INPUT DATA:
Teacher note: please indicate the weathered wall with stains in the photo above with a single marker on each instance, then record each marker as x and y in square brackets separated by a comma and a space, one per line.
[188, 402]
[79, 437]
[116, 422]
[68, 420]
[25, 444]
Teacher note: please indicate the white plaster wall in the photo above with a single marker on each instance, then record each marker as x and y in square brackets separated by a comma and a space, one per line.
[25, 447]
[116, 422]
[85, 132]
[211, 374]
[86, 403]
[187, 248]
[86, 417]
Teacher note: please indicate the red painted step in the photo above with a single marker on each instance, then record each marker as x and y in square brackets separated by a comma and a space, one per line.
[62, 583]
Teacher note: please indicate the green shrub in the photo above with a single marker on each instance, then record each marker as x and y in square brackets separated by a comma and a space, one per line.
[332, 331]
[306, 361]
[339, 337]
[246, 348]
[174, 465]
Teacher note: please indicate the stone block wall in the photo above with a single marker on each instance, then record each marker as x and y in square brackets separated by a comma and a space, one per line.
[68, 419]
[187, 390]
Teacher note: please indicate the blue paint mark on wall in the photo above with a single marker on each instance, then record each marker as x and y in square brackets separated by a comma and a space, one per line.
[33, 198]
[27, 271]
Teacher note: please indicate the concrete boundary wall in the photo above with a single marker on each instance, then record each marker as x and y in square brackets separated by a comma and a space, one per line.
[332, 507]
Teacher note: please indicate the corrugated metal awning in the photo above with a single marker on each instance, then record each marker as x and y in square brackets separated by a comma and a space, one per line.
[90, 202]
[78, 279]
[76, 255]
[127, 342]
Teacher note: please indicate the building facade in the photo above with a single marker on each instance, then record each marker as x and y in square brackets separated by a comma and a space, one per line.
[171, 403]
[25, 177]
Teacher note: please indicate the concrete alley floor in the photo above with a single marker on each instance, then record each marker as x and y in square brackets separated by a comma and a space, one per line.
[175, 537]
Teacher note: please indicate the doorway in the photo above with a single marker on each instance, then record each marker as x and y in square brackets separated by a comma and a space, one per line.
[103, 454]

STATED TASK:
Please return, word for word, every line of the entries from the line containing "Teacher note: please indicate the concrete alley" up to and including the final line of the entries.

FULL RESPONSE:
Teacher note: please indicate the concrete alley floor in the photo above with a single marker on each instance, then record each marker as x and y in square brackets separated by a comma and a space, one per line.
[175, 537]
Teacher note: please indicate the doorway in the photo above with a single marker on each instance, then record each marker as x and y in square brackets separated by a comma and a space, one per line.
[103, 454]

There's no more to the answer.